* _Data listing_
=== Section Start ===

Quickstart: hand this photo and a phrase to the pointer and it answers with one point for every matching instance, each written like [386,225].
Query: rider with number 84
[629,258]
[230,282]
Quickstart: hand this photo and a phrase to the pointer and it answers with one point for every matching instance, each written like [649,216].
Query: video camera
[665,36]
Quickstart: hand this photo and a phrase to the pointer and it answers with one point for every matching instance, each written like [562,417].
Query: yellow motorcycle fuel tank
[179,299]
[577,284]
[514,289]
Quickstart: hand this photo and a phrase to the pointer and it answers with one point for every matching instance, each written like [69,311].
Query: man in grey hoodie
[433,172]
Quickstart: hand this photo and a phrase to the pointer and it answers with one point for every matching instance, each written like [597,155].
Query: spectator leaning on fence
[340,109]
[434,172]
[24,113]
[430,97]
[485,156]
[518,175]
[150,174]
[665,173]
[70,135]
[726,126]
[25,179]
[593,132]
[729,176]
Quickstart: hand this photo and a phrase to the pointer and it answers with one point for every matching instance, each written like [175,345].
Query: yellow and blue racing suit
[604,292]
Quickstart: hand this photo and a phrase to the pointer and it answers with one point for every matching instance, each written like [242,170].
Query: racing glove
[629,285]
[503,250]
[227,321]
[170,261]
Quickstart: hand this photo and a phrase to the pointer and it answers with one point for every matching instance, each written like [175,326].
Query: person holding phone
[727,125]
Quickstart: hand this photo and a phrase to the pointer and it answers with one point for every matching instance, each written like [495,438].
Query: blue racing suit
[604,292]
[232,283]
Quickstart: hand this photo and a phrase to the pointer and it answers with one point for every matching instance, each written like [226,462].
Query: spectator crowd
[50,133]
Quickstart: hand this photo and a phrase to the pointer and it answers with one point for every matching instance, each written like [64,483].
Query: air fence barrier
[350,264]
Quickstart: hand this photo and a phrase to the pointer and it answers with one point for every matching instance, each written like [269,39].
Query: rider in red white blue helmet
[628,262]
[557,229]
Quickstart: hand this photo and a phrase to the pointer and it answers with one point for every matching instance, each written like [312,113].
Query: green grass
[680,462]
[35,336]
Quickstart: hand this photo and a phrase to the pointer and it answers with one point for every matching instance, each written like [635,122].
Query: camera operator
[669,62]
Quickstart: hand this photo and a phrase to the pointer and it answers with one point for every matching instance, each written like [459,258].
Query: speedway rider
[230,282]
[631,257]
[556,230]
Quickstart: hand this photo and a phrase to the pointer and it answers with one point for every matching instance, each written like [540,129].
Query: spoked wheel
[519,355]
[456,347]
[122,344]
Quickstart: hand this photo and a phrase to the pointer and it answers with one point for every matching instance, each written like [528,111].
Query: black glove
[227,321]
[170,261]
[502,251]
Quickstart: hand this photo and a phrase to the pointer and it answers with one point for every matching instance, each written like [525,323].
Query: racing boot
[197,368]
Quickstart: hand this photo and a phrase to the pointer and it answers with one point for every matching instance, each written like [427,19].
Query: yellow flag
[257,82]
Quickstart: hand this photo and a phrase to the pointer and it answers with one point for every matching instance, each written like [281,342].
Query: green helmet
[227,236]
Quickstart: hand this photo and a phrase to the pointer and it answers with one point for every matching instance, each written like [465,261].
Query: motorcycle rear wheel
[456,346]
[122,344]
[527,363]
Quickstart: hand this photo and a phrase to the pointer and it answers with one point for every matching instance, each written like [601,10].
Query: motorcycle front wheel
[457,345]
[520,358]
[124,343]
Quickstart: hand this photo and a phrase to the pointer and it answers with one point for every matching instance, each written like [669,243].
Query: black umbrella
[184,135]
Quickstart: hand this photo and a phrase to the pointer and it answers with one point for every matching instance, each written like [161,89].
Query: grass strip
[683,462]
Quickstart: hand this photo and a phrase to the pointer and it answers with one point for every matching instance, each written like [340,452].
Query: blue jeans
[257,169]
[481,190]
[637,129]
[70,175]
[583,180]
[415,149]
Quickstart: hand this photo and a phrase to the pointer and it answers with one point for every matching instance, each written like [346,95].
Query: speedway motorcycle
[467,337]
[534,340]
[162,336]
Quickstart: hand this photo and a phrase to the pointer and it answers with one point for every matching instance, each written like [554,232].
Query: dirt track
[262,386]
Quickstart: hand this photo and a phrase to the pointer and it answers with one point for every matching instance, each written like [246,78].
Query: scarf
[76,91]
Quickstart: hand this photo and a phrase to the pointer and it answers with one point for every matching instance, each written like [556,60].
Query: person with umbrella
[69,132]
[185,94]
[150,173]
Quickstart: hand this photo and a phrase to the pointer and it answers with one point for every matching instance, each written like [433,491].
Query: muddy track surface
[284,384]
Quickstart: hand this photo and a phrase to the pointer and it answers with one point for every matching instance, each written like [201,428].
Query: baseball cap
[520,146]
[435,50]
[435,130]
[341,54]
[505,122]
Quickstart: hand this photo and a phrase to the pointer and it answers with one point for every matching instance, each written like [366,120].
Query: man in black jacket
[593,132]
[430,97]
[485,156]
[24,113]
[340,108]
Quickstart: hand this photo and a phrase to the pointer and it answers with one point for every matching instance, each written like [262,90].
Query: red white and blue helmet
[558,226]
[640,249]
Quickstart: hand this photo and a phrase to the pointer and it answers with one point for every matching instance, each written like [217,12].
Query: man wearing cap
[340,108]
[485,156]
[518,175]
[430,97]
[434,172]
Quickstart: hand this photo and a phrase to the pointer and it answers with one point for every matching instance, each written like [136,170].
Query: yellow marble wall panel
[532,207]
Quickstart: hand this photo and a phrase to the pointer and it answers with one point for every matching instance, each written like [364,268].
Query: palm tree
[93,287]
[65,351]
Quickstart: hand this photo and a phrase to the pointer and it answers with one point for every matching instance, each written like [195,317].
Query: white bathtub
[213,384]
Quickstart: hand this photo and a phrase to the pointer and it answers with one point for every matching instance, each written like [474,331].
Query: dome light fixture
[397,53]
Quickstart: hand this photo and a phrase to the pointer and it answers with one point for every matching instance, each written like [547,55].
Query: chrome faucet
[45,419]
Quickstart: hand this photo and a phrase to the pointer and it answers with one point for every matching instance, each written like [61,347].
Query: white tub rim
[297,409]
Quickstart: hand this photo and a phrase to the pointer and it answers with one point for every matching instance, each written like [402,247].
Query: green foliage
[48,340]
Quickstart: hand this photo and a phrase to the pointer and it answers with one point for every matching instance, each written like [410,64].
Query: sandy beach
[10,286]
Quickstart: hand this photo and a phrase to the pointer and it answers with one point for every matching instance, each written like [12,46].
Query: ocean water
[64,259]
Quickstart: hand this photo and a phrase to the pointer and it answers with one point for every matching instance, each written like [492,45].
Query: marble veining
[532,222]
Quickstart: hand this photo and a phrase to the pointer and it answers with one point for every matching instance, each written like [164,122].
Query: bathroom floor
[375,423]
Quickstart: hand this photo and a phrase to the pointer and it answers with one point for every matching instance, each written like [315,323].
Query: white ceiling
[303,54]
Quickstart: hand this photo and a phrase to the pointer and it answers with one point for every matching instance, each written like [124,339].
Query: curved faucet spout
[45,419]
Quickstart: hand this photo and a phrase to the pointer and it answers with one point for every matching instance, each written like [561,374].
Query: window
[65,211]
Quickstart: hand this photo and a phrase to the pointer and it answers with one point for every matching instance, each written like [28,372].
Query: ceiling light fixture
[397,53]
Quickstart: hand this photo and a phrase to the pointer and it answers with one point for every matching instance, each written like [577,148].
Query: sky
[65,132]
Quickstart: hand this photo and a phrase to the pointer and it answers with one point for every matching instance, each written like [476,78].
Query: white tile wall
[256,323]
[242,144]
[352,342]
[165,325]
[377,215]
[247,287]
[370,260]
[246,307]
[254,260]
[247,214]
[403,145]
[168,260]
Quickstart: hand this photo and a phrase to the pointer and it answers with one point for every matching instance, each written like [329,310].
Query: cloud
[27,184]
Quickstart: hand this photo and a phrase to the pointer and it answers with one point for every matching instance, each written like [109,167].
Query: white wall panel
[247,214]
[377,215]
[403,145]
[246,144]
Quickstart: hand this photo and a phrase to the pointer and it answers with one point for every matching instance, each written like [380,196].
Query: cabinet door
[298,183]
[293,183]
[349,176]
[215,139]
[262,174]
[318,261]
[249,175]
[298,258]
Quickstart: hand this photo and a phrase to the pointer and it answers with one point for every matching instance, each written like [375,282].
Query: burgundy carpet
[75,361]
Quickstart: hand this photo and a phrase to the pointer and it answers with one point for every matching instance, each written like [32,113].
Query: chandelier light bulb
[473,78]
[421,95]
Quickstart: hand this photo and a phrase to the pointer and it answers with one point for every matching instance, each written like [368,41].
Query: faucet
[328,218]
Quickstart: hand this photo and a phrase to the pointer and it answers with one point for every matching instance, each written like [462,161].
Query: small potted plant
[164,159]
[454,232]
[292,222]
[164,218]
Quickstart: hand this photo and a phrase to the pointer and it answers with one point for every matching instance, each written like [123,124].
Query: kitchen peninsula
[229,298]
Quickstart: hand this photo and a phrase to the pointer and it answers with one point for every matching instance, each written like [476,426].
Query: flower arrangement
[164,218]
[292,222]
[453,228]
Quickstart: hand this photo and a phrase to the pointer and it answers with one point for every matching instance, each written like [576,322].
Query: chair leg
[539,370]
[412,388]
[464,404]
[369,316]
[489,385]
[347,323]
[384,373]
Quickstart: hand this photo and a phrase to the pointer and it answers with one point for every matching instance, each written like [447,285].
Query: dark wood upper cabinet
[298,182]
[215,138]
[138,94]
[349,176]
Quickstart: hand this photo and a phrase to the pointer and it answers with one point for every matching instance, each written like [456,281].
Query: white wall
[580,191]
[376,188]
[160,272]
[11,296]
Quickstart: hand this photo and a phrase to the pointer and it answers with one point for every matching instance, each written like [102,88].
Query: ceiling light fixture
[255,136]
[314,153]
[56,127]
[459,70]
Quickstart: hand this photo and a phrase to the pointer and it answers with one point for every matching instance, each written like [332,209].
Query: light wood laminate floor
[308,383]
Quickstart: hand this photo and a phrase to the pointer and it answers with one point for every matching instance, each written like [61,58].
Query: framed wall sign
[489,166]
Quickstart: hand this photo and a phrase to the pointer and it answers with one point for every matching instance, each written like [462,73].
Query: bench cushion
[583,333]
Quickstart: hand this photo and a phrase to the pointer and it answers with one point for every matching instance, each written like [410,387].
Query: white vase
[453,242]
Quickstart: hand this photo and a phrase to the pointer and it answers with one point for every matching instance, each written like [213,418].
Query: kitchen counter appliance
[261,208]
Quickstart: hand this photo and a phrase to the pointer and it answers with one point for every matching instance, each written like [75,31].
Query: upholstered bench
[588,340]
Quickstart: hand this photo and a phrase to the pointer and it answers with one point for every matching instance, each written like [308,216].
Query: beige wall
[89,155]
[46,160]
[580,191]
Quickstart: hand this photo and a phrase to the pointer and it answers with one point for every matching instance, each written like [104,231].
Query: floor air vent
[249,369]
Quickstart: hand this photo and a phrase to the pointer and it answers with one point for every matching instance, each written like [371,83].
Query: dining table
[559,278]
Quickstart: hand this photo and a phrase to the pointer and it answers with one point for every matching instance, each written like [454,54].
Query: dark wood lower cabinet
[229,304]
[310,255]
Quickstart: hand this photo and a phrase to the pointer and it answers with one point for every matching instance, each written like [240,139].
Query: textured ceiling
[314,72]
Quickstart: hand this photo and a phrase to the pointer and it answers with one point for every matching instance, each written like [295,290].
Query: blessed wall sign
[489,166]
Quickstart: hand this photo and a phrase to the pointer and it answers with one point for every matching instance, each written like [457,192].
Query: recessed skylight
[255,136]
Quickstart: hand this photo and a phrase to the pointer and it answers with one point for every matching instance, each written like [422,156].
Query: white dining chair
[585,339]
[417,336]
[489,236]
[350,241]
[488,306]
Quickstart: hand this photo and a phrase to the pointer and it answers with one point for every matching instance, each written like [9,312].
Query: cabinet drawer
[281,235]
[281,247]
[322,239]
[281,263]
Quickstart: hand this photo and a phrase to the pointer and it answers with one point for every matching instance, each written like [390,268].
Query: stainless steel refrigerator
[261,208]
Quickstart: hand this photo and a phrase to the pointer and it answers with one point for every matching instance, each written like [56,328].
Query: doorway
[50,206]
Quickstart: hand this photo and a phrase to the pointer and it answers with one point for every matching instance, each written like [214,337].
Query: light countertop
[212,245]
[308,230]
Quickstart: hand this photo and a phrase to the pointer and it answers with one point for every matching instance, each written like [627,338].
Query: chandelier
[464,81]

=== Section End ===

* _What you will do_
Proceeding from the line containing "written like [476,426]." through the line containing "written like [213,418].", transcribe the lines above exactly, both end lines included.

* _Response to the task_
Quickstart: hand this photo and a phrase to the pointer and it answers with one point for every matching instance, each written like [476,426].
Query: flower arrangement
[164,218]
[292,222]
[453,228]
Quickstart: hand this photo and a phrase to the pointer and it answers with one point for every matching instance, each written like [576,322].
Query: chair leg
[539,370]
[412,388]
[464,404]
[369,316]
[489,385]
[347,323]
[384,373]
Quickstart: hand this photo and a phrase to the pointer and it answers with one point for every matching instance, each written like [447,285].
Query: dark wood upper cabinet
[298,182]
[215,138]
[138,94]
[349,176]
Quickstart: hand this photo and a phrase to the pointer and it answers with one point for every matching instance, each written like [456,281].
Query: white wall
[580,191]
[376,188]
[160,272]
[11,296]
Quickstart: hand this photo and a phrase to the pointer and it answers with one point for every matching instance, each written like [102,88].
Query: ceiling light fixture
[255,136]
[314,153]
[56,127]
[459,70]
Quickstart: hand this photo and a phrase to the pointer and it answers with one point for every matching instance, each written like [332,209].
Query: light wood laminate floor
[308,383]
Quickstart: hand this photo and a phrase to the pointer and it answers with one point for every matching instance, each written like [61,58].
Query: framed wall sign
[489,166]
Quickstart: hand this photo and a phrase to the pointer and it answers with one point for every matching instance, each written like [462,73].
Query: bench cushion
[583,333]
Quickstart: hand this photo and a phrase to the pointer and it answers with one point for every matching instance, each written like [410,387].
Query: white vase
[453,242]
Quickstart: hand this photo and a phrase to the pointer and it answers with one point for every matching instance, each written like [213,418].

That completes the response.